>> BEGIN

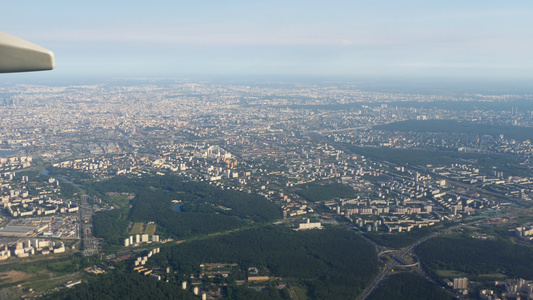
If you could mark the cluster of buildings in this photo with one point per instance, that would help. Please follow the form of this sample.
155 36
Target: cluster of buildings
15 162
134 240
27 247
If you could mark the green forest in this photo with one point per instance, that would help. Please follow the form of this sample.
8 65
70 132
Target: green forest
334 263
205 209
409 286
476 258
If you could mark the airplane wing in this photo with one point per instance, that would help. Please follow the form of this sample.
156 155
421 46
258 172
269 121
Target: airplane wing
18 55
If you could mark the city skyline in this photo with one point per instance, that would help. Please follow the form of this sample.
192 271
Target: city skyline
476 40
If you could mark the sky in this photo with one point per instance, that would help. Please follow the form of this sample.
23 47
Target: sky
324 39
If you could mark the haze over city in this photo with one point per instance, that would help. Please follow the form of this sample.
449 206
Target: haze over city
339 39
267 150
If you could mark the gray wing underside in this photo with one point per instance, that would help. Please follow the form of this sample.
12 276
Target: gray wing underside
18 55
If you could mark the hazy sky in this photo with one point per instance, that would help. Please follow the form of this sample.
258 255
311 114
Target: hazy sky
454 39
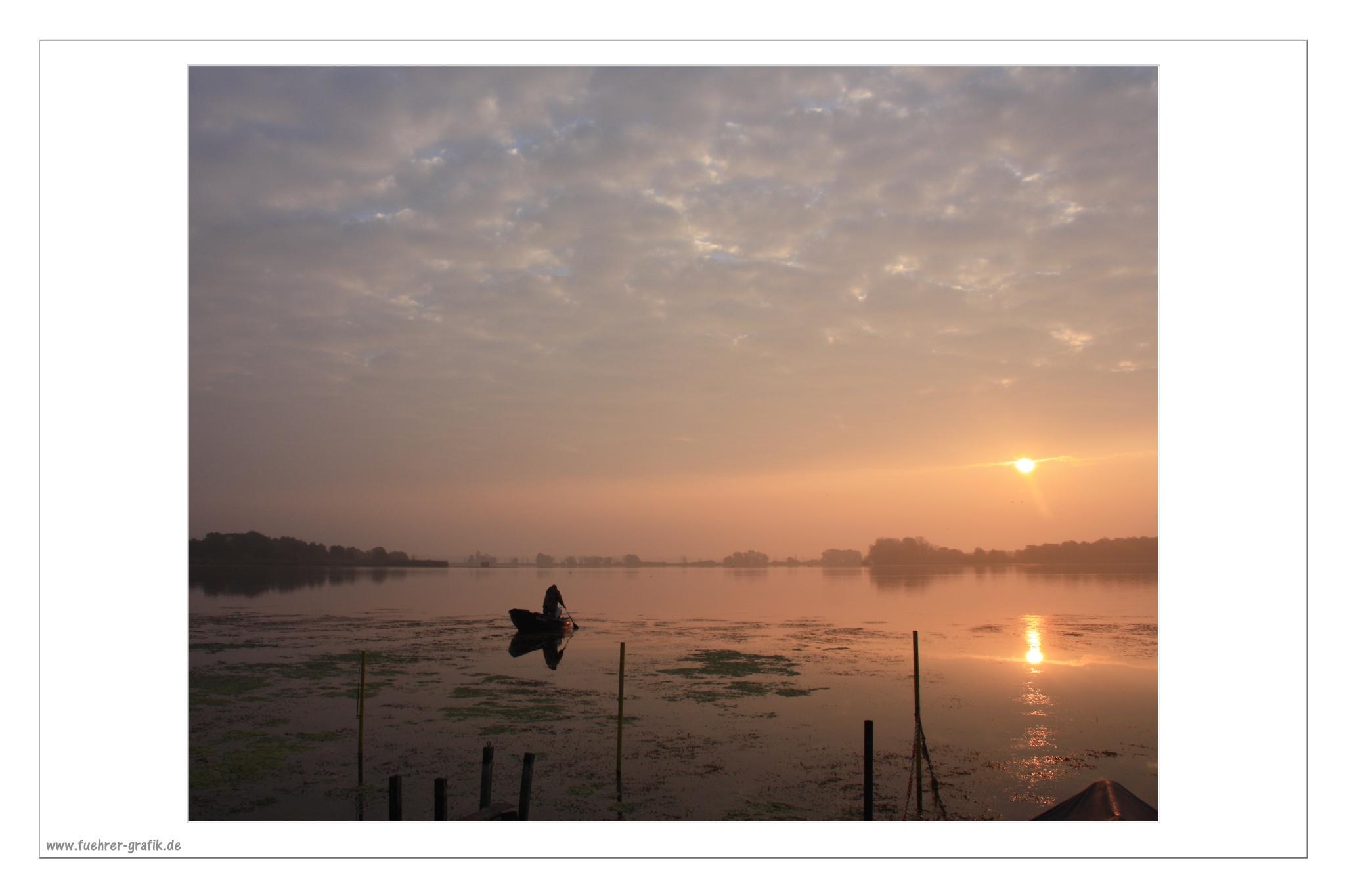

>> END

Reproduce all of the data above verbatim, line for line, and omit the pictures.

Final answer –
If you could mark the cluster of buildings in this photo with one point per instance, that would help. Please follow the form of this sample.
155 36
Target: cluster of buildings
15 162
134 240
27 247
If you could mark the green forest in this photo with one point per instance, that would help. Please follow the form of this sample.
8 65
70 132
Target: green forest
334 263
205 209
409 286
476 258
If you could mark the airplane wing in this photo with one point per instance, that would help. Please follow the form of this sample.
156 155
421 46
258 172
269 121
Target: airplane wing
18 55
If you could mark the city skyline in this photo with one point per instance, that would help. Please follow the form of this sample.
192 271
Target: city skyline
476 40
If you could mark the sky in this photo with one point per instance, that would help. Please follow the form of this sample.
23 47
Target: sky
324 39
If you could mark the haze over city in this photo with one point per instance, that would help. Please follow the form of this sample.
449 206
Target: haze over city
339 39
267 150
If you could mark the gray wing underside in this photo with one point per instance, that would help. Please follow the form of this sample.
12 276
Target: gray wing underside
18 55
If you could mark the hazy sky in this photo with one point per instance, that would help. Please follow the form of this sample.
258 255
311 114
Target: hazy sky
454 39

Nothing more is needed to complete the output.